Which lines in the data below contain the string "wooden"? Show each one.

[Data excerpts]
::::

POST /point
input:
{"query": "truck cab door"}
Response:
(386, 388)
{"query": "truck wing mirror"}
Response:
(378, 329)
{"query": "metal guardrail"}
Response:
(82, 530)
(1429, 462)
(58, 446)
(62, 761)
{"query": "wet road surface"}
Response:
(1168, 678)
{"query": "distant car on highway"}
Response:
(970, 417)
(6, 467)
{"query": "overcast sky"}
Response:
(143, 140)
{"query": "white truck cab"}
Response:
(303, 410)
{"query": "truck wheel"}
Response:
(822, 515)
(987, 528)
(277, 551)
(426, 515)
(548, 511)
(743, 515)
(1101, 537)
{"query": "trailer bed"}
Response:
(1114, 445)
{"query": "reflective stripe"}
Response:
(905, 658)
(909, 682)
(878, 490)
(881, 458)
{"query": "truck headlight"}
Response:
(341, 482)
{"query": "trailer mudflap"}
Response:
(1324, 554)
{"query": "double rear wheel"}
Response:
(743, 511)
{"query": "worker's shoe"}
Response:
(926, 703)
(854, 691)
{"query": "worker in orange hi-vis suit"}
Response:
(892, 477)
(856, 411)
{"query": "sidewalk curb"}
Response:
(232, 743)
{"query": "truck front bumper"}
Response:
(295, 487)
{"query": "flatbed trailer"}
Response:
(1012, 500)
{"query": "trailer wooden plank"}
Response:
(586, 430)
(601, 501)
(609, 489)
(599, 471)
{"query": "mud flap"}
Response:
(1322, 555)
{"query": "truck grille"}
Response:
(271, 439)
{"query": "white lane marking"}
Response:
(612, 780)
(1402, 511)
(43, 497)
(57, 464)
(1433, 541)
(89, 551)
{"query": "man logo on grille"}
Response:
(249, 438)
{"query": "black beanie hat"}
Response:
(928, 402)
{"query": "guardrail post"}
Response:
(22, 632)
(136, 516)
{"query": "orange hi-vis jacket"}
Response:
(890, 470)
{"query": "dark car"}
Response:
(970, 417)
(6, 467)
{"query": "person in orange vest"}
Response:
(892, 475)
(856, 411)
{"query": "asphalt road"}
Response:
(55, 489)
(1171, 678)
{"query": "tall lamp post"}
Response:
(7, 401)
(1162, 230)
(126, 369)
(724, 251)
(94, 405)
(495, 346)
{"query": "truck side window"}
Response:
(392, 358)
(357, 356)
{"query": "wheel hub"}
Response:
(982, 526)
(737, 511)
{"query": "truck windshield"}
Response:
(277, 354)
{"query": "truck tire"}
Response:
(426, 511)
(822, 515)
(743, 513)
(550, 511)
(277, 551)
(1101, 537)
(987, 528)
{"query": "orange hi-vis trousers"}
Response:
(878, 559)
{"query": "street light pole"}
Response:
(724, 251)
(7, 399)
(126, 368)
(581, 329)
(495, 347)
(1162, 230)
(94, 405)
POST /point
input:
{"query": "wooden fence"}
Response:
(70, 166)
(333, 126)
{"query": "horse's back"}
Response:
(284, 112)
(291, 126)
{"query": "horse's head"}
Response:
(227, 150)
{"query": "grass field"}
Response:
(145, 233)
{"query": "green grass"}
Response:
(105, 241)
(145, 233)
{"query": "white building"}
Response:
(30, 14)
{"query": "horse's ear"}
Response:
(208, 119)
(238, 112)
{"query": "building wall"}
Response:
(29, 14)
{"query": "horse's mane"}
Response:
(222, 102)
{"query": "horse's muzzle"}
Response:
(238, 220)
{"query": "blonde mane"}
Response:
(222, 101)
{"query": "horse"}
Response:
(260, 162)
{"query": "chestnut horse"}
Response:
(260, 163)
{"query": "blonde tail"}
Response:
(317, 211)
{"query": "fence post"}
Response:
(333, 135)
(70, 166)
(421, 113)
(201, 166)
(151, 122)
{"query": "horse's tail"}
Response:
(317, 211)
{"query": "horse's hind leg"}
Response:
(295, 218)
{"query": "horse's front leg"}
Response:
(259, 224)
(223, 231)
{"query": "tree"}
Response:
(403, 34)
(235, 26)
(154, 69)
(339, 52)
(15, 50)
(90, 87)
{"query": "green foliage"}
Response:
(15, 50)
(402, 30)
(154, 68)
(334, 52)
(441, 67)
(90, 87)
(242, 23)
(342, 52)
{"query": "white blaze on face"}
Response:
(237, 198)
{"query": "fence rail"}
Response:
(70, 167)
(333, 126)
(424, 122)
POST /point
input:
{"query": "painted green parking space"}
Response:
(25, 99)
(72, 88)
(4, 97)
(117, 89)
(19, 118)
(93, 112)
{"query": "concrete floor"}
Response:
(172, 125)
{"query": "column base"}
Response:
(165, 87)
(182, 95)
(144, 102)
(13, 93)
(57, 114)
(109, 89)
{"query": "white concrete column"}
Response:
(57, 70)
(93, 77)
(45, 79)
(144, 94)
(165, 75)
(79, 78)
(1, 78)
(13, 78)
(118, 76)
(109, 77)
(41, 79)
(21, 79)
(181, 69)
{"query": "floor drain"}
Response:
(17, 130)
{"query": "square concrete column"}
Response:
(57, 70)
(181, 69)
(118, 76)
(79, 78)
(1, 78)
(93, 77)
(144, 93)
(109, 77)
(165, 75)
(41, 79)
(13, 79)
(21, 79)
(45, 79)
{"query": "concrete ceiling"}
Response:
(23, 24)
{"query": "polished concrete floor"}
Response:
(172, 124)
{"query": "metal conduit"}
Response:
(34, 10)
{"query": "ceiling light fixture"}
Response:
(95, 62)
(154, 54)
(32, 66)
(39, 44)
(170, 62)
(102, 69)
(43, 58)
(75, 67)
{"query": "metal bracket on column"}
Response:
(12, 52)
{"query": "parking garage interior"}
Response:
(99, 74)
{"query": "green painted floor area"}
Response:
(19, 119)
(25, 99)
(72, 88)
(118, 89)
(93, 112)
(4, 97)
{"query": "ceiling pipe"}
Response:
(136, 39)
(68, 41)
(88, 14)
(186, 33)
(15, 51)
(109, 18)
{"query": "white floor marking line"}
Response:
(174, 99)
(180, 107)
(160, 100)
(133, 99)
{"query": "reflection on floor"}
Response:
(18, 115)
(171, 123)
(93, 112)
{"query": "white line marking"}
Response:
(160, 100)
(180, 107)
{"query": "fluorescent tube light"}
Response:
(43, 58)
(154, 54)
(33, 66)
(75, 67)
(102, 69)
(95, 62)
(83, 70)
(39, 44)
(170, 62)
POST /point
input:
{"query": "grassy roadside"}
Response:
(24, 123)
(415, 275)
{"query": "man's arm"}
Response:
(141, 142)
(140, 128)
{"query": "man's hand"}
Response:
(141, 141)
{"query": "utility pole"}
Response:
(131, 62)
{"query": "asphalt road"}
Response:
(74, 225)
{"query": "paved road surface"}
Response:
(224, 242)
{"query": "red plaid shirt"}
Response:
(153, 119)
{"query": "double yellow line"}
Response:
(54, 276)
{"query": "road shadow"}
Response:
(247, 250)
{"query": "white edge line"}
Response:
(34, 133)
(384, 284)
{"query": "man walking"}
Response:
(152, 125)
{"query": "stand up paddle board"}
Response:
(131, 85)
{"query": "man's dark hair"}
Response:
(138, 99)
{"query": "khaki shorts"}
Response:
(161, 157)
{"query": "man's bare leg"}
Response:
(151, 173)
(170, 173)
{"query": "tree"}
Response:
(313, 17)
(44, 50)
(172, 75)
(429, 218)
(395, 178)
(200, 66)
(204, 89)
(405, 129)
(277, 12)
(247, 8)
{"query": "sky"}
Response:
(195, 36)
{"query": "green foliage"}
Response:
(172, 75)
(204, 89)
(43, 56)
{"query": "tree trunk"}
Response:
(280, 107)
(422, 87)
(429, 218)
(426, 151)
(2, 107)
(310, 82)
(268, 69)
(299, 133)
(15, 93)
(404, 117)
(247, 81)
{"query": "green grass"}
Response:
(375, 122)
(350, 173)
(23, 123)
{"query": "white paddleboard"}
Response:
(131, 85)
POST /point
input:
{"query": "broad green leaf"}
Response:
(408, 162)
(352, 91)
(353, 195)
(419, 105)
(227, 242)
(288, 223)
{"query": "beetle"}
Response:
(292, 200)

::::

[Answer section]
{"query": "trailer wooden plank"}
{"query": "wooden fence"}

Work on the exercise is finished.